Nothing below is to be printed except the lines between the line holding "Note for the class: annotate every instance of the wooden" and the line holding "Note for the class: annotate every instance of the night", inclusive, each exactly as it appears.

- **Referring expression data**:
Start of Block
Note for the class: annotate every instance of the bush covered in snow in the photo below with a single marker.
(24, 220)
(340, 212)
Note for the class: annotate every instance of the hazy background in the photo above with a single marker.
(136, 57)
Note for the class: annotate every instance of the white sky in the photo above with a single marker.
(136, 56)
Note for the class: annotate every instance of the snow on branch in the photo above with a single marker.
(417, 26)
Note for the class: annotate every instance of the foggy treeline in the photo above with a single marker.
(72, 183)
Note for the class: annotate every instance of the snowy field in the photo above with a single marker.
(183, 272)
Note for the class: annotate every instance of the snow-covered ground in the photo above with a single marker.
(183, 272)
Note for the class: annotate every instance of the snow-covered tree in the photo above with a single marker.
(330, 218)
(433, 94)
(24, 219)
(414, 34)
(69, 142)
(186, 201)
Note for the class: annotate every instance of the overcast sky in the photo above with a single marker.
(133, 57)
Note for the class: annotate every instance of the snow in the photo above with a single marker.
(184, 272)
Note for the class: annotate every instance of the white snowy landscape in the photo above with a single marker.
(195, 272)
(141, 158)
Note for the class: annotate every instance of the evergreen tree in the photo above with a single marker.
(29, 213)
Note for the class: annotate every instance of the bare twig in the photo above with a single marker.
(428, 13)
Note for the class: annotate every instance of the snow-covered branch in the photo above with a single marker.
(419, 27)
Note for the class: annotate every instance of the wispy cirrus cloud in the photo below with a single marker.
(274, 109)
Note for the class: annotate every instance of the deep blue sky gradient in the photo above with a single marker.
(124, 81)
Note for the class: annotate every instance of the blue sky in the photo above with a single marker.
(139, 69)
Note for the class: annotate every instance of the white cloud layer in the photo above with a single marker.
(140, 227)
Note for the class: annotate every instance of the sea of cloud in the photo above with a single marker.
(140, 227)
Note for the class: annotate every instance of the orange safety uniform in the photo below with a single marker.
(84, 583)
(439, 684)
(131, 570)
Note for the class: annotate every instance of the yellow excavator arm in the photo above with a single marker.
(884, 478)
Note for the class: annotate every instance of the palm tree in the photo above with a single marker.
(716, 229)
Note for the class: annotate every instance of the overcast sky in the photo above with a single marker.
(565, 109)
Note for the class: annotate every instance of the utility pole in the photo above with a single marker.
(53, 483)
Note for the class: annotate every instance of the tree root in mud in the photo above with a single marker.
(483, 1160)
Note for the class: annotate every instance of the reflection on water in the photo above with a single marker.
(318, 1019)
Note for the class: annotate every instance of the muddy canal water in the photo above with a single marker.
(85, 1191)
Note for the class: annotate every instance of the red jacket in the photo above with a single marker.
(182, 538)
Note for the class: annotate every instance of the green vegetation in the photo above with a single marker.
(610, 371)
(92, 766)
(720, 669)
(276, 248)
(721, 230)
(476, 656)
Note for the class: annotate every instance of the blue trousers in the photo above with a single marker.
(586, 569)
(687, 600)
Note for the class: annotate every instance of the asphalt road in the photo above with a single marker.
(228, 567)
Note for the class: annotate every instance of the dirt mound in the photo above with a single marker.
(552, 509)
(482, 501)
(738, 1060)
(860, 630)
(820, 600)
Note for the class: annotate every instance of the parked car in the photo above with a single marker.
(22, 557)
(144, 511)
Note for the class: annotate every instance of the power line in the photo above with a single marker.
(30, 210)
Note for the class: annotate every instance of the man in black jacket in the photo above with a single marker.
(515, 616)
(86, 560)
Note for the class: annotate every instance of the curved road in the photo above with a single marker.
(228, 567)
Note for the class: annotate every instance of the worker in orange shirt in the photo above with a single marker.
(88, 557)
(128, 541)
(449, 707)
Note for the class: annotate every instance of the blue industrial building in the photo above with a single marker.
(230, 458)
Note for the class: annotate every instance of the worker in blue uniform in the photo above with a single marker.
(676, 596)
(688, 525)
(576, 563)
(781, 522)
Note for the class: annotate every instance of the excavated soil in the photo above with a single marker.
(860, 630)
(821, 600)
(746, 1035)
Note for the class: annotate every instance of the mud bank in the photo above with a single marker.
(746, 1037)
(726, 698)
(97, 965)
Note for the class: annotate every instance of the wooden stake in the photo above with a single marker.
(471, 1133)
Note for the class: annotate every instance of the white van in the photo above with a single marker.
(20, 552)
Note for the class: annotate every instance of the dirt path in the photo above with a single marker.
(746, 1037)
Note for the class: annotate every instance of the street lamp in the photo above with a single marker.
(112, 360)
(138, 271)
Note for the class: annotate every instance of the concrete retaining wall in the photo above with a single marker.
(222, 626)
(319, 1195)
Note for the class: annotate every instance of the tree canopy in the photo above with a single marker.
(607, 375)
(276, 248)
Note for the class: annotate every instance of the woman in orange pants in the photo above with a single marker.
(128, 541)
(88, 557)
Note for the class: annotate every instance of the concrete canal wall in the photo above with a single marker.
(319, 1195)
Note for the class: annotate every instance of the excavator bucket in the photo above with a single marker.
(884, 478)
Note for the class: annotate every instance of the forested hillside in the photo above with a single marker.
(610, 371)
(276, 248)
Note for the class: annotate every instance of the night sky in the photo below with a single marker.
End of Block
Start of Block
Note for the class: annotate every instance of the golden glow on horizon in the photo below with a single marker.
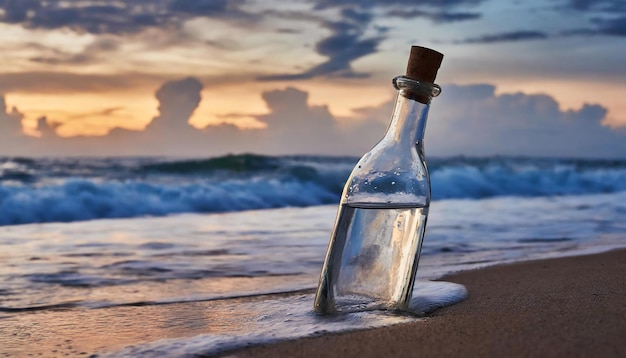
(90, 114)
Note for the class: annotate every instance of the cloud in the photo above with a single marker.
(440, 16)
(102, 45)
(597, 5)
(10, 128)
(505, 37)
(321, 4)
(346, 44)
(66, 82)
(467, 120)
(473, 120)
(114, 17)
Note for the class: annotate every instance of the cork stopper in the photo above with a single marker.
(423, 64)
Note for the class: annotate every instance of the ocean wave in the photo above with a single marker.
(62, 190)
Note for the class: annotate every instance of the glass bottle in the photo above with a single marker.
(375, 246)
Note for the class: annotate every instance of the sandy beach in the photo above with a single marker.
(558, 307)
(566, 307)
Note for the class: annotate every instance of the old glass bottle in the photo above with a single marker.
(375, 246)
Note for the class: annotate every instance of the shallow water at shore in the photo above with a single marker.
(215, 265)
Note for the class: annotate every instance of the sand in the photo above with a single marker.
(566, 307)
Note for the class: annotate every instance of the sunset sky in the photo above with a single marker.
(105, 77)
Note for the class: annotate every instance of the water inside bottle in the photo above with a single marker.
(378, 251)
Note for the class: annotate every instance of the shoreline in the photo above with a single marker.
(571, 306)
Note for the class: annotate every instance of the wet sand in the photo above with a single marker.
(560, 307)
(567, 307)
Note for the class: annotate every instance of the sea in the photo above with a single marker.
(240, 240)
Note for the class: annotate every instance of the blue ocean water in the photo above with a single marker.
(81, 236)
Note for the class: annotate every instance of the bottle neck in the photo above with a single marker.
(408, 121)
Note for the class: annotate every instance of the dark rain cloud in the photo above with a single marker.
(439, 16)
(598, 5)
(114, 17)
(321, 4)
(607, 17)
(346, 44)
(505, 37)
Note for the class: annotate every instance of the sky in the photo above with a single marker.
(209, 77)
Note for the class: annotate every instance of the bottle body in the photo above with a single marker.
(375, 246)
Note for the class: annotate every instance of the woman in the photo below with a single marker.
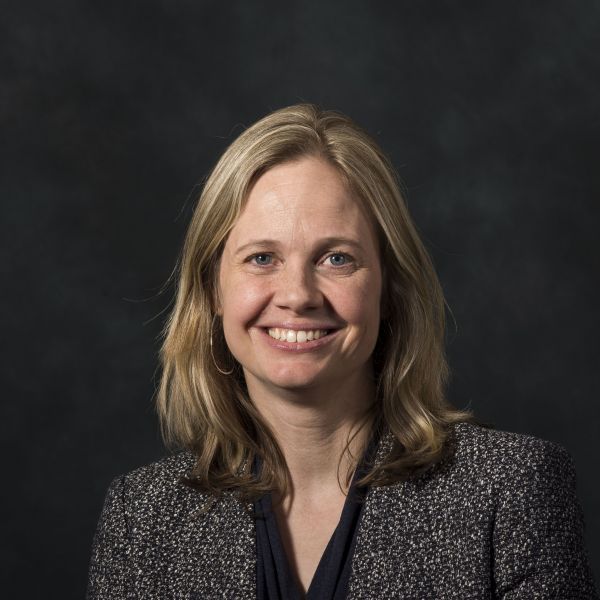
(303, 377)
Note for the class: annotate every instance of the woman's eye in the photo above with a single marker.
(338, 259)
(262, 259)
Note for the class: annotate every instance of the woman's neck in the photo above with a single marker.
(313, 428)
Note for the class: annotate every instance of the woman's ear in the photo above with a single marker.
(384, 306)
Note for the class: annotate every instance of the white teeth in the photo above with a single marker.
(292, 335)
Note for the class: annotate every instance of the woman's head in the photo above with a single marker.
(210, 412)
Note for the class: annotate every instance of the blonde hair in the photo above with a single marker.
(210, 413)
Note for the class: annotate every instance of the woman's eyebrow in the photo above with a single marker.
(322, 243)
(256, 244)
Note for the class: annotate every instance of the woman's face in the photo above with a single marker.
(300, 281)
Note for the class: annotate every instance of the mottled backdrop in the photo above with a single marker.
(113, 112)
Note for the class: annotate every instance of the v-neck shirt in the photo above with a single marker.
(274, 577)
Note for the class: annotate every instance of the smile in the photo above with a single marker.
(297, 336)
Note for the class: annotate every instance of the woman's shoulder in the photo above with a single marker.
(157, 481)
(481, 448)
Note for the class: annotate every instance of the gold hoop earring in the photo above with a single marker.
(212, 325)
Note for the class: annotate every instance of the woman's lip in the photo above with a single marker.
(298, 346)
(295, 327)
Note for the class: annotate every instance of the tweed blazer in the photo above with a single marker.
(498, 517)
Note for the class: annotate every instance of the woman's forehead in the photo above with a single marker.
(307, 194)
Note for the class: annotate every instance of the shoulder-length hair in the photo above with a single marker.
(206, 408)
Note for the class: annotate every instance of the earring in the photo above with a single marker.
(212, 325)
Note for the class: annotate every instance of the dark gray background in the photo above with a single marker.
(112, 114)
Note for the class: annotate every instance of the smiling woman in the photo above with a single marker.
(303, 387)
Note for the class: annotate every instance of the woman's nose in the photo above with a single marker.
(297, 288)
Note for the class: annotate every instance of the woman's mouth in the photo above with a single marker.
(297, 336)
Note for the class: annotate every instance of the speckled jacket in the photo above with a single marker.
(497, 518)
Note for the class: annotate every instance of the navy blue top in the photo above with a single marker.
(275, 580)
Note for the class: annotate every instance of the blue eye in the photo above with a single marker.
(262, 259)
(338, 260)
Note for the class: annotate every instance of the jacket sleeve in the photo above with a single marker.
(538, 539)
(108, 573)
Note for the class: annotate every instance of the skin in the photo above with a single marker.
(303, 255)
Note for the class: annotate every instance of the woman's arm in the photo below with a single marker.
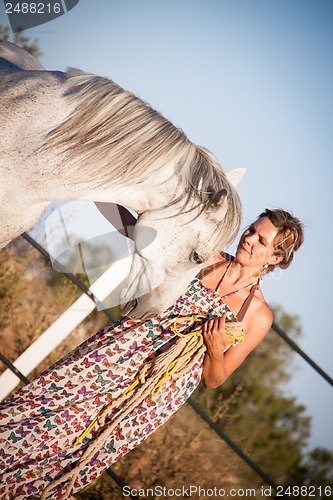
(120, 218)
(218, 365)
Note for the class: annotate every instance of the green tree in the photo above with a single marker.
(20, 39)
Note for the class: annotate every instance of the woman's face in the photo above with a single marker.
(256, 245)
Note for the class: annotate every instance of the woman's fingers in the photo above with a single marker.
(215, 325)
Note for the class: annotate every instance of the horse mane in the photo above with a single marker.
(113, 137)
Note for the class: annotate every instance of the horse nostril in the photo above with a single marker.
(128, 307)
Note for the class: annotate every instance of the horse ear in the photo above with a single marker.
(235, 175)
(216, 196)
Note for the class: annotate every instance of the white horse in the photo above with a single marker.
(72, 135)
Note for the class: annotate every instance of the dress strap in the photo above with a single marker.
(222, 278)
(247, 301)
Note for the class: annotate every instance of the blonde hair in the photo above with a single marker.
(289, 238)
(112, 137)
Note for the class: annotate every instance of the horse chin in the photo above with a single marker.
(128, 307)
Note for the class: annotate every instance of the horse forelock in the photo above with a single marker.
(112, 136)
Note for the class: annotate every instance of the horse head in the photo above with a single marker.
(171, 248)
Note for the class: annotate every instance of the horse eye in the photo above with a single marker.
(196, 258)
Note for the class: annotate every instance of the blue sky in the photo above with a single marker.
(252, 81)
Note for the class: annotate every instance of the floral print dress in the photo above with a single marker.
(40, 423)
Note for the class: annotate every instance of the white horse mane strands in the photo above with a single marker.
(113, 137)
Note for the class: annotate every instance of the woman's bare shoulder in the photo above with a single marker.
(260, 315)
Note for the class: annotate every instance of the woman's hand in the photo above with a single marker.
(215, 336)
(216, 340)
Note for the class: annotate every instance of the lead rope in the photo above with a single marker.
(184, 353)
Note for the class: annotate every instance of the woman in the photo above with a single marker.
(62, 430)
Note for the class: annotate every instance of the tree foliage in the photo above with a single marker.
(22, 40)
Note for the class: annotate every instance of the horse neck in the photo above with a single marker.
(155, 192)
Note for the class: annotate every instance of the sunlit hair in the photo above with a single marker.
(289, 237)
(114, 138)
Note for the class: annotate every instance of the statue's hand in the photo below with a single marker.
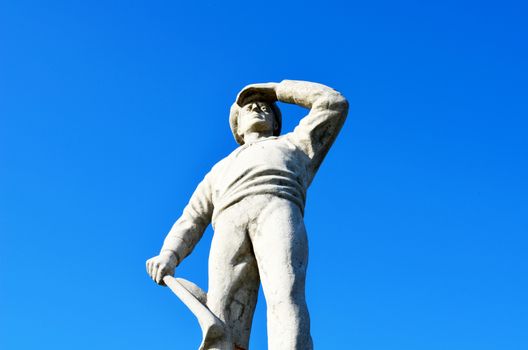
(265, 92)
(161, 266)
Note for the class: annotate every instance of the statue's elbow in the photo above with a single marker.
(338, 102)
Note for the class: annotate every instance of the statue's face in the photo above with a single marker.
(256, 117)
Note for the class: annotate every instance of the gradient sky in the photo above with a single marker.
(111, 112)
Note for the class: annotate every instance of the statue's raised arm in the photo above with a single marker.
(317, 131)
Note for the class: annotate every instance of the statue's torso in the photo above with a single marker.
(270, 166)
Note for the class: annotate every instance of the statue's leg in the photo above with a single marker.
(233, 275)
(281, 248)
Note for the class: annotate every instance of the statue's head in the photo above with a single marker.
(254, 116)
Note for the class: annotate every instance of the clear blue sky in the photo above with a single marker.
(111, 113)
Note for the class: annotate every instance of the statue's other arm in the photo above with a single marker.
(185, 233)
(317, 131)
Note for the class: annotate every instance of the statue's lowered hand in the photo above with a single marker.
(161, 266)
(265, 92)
End of Block
- **Answer space**:
Note for the class: annotate every instance of the wooden stake in the photo above with a single marker.
(471, 1133)
Note for the class: annotate every instance of the white van in the photo above with a single marker.
(20, 552)
Note for the class: annotate every instance of the dirt path in the photo above with a single marker.
(746, 1037)
Note for the class: annotate every instance of the street lamp in the photo above with a single marker.
(112, 360)
(138, 271)
Note for the class: annotate every instance of the concrete retaining wall in the photo above with a single marker.
(222, 626)
(319, 1195)
Note for the class: annotate every instance of the tree canopy in the photo above with a single marker.
(607, 375)
(276, 248)
Note for the class: annotate every instance of the woman in orange pants in the photo above with a single marker.
(128, 541)
(88, 557)
Note for the class: annotate every instance of the concrete canal wall in the photo above with a single marker.
(319, 1195)
Note for the class: annotate every instance of the excavator bucket in the photo above with a single marker.
(884, 478)
Note for the class: annotate every instance of the forested hillside in the photo above with a single marker.
(610, 371)
(276, 248)
Note for the class: annotate every instance of the night sky in the photo below with a single marker.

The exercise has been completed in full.